DIRECTIONS: Extend the flying geese pin cushion post, starting immediately after its final sentence.

··· SOURCE DOCUMENT

Flying Geese Pin Cushion

I’m really loving paper piecing! If you haven’t tried it out yet, you totally should. It’s much easier than you think (I was overthinking it until our quilt guild president de-mystified the process during a demo at a recent meeting. Here’s a tutorial with some great pictures).

After playing around with paper piecing with the basic diamond template Amber shared with us at the meeting, I started searching the internet for more templates to play with.

It didn’t take long to find a flying geese pattern that I loved! I followed these instructions and shrunk the pattern by 33% when I printed. It’s the perfect size for a pin cushion which is great because this month our quilt guild hosted a pin cushion swap!

pin cushion 2

My partner loves batik prints so it was a chance for me to work with a fabric that I don’t normally use. I found some fat quarters at JoAnn’s and used green for the geese and purple for the background pieces. I used a fun blue print for the bottom of the cushion.

······
··· GIVEN DATA

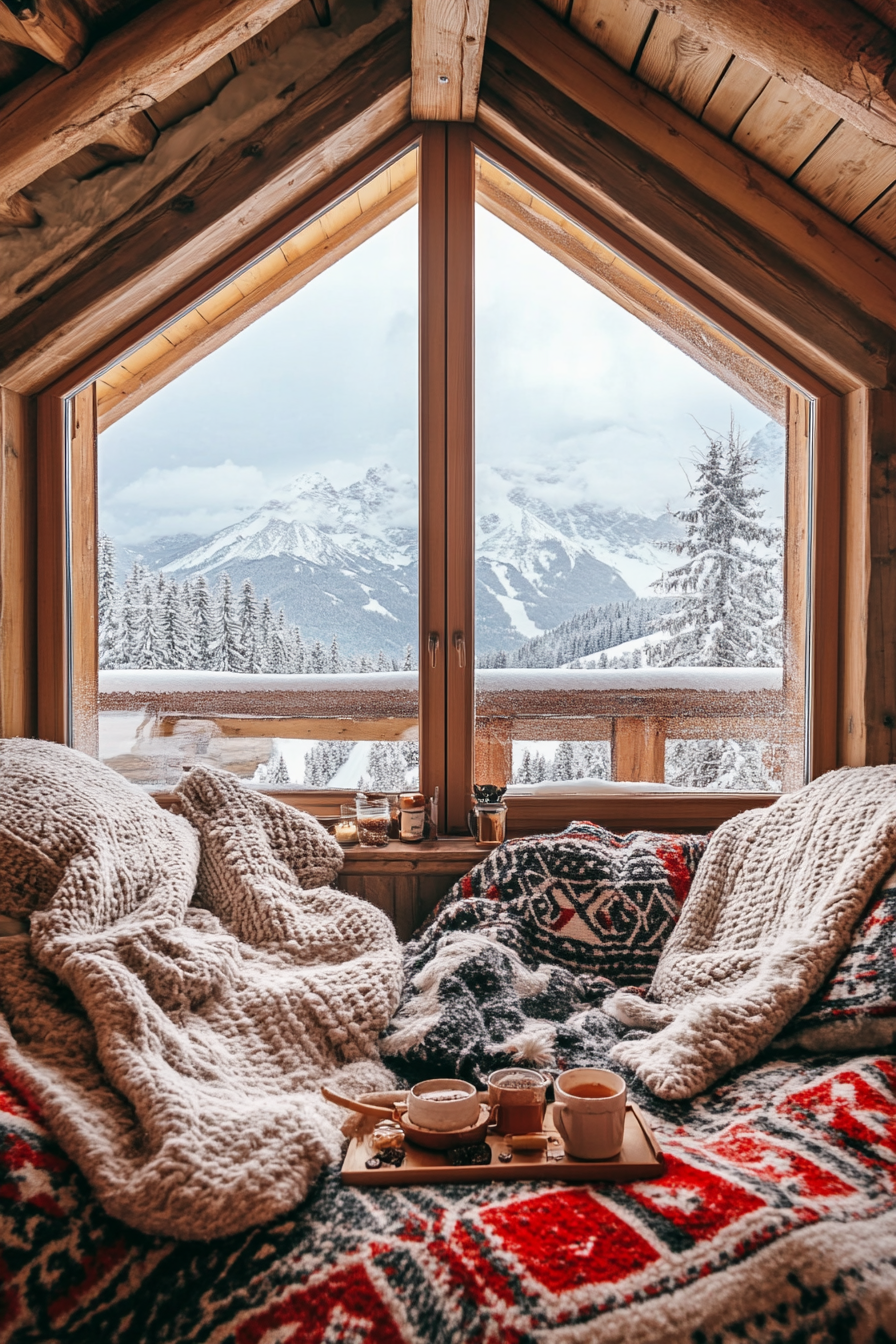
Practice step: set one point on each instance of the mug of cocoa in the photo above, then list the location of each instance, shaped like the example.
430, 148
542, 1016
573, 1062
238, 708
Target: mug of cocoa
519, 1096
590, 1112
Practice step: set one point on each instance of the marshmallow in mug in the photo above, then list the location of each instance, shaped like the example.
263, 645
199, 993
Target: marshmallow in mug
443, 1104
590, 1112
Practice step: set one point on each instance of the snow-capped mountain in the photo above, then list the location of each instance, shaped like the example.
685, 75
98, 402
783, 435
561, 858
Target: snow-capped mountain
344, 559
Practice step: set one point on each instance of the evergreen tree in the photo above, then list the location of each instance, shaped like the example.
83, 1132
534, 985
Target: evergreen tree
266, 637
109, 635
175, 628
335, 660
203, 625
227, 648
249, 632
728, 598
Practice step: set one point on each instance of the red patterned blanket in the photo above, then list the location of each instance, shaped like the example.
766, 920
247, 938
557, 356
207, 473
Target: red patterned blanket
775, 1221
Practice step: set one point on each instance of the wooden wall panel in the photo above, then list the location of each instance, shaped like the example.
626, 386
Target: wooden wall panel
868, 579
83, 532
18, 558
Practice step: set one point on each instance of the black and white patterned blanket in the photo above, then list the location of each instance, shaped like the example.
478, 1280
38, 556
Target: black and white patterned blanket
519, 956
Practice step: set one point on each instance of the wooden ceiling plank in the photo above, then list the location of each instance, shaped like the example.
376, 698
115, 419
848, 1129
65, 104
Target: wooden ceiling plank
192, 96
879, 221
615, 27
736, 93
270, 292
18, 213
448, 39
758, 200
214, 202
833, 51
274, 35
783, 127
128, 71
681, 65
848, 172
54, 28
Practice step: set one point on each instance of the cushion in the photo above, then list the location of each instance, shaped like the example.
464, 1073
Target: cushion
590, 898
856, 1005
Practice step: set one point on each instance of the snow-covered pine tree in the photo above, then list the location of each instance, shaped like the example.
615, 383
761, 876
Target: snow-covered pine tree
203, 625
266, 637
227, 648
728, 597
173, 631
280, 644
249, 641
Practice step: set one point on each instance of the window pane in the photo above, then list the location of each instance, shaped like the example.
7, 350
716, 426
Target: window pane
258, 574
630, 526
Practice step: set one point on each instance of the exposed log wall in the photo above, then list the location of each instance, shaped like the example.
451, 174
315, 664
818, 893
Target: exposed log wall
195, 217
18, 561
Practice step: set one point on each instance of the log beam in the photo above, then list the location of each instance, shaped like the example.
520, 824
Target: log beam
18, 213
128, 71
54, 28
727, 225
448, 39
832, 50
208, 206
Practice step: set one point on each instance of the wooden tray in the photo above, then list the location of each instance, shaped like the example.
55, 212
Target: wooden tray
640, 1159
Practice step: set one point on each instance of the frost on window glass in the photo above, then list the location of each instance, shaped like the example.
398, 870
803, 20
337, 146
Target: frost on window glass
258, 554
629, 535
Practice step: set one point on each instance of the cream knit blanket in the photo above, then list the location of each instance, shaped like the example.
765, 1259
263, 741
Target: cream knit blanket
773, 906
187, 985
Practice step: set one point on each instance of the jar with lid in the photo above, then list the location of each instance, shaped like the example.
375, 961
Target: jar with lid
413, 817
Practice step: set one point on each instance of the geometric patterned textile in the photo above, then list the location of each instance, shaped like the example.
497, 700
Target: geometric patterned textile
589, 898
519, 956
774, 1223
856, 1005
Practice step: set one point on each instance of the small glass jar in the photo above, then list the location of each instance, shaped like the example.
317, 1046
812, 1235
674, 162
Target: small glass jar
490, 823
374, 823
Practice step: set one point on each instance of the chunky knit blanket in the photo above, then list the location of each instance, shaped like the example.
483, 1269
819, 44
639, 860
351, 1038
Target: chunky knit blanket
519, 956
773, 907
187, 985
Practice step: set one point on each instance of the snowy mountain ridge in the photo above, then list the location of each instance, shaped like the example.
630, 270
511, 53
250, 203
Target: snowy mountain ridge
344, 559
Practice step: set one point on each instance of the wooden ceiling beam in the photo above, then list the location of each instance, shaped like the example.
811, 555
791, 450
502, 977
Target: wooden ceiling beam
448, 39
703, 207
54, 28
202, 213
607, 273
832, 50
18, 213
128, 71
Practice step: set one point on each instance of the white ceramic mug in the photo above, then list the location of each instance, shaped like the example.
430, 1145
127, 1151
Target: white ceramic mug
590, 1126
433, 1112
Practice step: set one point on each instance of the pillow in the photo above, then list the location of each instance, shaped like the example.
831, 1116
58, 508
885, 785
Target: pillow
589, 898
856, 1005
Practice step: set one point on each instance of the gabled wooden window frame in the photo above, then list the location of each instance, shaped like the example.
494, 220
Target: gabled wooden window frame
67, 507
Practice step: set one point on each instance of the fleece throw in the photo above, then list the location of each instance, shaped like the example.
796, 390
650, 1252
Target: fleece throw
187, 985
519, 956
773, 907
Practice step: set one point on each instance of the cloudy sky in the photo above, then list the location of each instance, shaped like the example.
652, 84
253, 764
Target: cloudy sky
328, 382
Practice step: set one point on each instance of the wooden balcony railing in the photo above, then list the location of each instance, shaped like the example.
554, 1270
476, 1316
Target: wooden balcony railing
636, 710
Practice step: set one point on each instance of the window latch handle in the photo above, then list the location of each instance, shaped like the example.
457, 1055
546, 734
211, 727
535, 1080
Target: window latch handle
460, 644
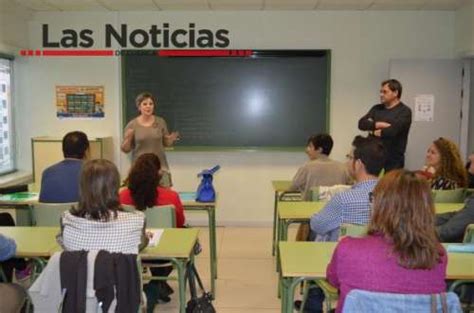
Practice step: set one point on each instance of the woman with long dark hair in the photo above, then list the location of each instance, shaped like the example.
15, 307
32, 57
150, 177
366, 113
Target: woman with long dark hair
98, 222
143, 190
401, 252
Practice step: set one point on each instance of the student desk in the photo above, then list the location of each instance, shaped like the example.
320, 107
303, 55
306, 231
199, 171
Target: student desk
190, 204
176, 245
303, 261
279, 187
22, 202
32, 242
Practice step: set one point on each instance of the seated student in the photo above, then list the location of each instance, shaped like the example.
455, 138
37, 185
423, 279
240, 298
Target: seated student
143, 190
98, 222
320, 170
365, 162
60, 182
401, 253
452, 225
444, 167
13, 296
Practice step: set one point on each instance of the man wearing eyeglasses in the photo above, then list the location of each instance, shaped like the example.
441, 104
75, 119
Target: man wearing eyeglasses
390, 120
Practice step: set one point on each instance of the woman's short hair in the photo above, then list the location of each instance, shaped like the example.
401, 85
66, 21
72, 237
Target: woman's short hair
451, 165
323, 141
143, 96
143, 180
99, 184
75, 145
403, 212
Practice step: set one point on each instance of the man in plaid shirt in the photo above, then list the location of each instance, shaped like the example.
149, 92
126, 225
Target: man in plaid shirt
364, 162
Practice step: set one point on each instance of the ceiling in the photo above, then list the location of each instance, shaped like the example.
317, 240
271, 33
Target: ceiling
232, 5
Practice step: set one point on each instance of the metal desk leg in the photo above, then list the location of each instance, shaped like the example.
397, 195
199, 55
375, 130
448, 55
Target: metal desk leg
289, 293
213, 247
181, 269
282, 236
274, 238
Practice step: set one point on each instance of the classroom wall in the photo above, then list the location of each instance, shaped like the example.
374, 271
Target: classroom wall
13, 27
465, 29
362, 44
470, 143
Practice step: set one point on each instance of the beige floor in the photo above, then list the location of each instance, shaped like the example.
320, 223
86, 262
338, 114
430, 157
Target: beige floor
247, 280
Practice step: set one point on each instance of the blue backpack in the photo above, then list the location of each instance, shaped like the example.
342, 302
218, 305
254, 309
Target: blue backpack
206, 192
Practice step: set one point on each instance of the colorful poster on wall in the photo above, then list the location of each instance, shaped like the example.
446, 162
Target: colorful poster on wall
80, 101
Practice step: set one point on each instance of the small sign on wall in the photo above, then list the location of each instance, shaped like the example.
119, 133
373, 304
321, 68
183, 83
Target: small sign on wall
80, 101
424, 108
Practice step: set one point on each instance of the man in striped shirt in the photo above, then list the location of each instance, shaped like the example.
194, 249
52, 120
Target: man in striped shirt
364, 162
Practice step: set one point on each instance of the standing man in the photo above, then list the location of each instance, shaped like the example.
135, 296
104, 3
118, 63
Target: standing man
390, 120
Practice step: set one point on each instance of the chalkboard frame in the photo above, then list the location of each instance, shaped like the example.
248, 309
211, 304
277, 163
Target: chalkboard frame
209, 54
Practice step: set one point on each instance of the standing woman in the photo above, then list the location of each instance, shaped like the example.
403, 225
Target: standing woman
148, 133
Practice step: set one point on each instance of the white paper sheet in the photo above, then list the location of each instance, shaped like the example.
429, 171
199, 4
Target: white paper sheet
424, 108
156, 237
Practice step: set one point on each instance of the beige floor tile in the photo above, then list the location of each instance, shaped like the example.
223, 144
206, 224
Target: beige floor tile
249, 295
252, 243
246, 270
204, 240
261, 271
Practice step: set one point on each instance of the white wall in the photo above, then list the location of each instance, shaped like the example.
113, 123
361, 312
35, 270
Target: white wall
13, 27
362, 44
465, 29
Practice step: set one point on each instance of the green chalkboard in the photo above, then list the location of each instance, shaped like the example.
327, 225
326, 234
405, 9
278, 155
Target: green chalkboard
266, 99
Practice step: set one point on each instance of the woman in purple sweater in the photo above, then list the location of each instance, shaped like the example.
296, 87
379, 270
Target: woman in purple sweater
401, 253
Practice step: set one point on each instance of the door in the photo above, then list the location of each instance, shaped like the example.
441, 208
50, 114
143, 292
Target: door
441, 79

······
··· GIVEN DATA

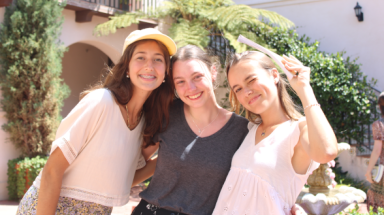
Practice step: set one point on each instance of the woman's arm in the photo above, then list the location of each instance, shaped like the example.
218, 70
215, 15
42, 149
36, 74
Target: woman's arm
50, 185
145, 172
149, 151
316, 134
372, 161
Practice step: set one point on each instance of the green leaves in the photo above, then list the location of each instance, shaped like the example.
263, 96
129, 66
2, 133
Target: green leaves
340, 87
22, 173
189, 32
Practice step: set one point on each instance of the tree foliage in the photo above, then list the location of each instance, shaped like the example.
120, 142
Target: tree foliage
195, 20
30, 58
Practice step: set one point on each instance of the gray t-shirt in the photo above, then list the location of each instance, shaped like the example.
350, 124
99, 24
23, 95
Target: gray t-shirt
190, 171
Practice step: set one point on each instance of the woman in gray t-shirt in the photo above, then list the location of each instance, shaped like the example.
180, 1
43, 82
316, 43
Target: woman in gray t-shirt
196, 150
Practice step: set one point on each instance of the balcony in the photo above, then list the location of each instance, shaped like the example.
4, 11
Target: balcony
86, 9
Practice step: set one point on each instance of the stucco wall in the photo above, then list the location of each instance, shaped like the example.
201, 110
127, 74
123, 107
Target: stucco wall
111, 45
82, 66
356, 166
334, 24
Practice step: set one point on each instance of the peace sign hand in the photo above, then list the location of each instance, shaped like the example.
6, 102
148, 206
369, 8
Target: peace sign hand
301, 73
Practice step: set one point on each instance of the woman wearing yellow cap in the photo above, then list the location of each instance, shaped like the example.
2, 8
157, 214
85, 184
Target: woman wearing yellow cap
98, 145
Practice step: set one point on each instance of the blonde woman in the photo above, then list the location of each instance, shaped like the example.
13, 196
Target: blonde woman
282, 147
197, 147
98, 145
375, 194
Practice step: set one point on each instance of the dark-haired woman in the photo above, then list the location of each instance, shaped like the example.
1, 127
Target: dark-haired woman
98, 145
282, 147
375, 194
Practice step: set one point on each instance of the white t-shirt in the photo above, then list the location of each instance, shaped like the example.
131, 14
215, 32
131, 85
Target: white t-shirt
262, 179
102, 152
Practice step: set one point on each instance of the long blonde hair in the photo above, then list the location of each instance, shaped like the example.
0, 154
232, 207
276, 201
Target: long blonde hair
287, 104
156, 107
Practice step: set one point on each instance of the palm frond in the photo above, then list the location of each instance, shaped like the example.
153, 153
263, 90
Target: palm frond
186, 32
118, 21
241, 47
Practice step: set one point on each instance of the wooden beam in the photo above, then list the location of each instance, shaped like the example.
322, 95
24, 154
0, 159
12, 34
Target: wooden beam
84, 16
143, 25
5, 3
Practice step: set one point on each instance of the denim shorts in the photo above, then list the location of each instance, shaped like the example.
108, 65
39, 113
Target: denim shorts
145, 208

······
··· GIVEN DATA

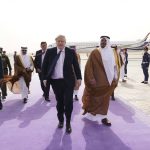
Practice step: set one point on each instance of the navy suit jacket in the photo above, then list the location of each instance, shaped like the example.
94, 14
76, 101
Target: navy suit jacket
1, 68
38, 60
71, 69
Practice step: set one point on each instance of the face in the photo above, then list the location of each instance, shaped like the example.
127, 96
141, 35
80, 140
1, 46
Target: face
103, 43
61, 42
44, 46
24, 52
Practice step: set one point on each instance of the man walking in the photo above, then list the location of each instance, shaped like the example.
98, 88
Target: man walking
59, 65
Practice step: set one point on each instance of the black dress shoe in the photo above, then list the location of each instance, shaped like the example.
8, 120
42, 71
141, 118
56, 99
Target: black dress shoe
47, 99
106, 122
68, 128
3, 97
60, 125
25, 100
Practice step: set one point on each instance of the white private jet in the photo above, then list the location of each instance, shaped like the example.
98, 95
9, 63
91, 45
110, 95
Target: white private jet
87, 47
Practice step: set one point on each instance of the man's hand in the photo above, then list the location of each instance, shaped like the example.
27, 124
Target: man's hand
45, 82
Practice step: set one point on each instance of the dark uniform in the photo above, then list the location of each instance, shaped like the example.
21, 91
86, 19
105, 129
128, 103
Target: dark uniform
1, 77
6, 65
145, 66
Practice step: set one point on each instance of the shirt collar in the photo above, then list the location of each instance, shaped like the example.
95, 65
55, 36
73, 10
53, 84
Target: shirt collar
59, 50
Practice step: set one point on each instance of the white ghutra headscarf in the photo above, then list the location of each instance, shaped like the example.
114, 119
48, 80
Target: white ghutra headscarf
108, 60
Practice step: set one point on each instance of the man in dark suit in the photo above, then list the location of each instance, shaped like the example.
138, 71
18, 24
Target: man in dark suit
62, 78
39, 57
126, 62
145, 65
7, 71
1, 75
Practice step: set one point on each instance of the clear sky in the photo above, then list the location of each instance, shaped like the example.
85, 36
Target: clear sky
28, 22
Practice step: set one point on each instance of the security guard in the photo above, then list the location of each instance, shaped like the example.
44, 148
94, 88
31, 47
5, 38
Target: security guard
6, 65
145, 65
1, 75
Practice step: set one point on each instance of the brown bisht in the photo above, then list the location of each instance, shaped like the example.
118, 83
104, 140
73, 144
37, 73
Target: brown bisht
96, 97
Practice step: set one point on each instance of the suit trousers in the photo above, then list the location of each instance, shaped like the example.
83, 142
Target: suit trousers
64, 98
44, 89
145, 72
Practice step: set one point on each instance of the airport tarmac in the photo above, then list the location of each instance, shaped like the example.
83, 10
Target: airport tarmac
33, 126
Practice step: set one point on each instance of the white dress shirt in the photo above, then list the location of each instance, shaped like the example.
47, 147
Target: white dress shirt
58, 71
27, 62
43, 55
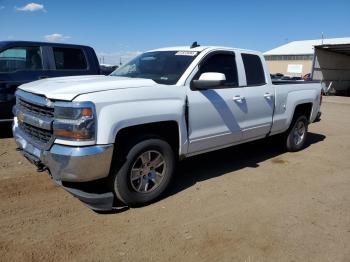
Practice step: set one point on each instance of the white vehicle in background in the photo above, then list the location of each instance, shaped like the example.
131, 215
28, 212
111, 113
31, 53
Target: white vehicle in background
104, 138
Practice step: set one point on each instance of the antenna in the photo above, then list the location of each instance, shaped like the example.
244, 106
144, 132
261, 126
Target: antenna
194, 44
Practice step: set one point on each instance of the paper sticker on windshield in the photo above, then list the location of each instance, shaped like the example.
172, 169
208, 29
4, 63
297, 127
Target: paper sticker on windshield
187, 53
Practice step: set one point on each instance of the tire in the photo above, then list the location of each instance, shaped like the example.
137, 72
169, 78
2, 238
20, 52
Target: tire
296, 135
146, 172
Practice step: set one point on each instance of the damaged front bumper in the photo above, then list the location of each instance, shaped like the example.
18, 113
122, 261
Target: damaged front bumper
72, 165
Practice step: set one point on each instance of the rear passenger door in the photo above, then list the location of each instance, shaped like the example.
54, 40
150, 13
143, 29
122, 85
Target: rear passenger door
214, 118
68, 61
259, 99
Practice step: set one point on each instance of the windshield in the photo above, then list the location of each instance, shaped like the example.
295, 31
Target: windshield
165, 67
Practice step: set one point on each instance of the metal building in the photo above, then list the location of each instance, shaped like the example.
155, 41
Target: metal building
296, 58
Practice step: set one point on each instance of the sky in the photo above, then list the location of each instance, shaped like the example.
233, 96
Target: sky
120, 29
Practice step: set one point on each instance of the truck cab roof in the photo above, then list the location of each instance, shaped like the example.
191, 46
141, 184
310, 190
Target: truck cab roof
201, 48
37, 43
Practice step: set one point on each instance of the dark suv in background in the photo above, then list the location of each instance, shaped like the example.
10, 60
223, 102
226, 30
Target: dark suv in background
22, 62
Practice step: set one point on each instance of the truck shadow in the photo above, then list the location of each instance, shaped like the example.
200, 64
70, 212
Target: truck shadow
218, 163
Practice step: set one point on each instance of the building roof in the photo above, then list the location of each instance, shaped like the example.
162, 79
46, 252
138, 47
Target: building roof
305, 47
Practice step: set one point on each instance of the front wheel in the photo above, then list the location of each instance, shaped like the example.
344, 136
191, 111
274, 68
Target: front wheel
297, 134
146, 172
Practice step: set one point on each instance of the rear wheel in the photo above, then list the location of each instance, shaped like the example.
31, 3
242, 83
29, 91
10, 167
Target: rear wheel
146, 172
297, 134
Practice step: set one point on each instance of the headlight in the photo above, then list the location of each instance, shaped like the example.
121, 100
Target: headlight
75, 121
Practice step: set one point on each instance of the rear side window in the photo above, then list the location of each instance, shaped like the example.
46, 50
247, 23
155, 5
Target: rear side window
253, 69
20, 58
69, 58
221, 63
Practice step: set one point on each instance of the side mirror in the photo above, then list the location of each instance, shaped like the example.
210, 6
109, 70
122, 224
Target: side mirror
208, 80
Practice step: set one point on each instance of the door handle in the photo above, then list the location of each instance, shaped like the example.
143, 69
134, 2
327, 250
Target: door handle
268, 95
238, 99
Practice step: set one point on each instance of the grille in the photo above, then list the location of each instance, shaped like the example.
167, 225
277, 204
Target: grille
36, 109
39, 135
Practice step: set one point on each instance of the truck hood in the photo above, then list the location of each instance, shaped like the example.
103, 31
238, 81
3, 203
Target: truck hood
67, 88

······

THE REPLY:
I used some scrap batting to line against the goose block. Rather than quilt the geese (I really couldn’t figure out how to do that without ruining the design), I added a border and then stitched around the border with some fun blue thread I picked up at an estate sale.

I stitched the batting to the flying geese block then set it right-sides-facing on top of the bottom piece and then squared them up (cutting the edges) so they were the same size. Then I stitched all around the sandwich – leaving a few inches open at the bottom for flipping.

pin cushion 6

the underside of the pretty blue stitches against the batting

Then I clipped the corners so they would be pointy when flipped (watch out for your stitch line so you don’t accidentally cut into it!).

pin cushion 7

I flipped the cushion so that right sides were now facing out and hand stitched the closing using a blind stitch {here is a tutorial with great pictures}.

pin cushion 5

Some people hate sewing by hand, but I love the control it gives you. I certainly wouldn’t want to do an entire quilt by hand {I absolutely do not have that kind of patience}, but I will say that taking the time to blind stitch is totally worth it! It’s great for closing an infinity scarf or the interior of a bag and leads to a much cleaner finish.

pin cushion 4

I happen to have a giant bag of plain ol’ stuffing {I think I had visions of making throw pillows or maybe some fun softies/stuffed animals…} so I used that to fill the cushion. Lately I’ve noticed that my pins seem to be getting dull. Next time I may try stuffing a pin cushion with steel wool to keep my pins sharp {idea here}.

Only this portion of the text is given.